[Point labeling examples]
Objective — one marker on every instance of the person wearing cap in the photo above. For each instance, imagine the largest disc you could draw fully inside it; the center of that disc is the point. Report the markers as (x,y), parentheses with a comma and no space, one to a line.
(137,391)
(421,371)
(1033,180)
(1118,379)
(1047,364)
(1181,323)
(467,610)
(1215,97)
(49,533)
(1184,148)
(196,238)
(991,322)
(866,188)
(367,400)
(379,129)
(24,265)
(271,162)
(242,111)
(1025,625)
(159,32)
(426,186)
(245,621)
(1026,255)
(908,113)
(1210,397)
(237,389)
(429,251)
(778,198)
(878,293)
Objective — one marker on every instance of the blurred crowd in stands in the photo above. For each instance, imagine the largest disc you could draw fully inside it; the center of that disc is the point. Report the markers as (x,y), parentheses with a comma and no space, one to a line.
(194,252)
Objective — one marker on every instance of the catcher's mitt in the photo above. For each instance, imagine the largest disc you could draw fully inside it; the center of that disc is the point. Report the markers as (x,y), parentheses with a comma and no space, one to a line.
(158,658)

* _WORK TO DO_
Transcribe exactly, and only, the lines from the one bearing "Objective — one marker on every instance of the blurred" through the last line of the entries, counting both.

* _SOLUTION FOR THIS TASK_
Objective — one marker on every instance of the blurred crowd in stands in the photo above. For each instance, imagine the largest disc you could draw fully inside it; the center of that disc is the point. Report the markers as (x,y), parentheses with a comma and no space, one to a line.
(194,252)
Objective — one marker on every instance of the catcher's mitt in the photo above. For each instance, imagine the largest disc you could draw fully inside it; the center of that disc is the point. Report the markers as (x,y), parentheses with a comma and no space, one to a line.
(158,658)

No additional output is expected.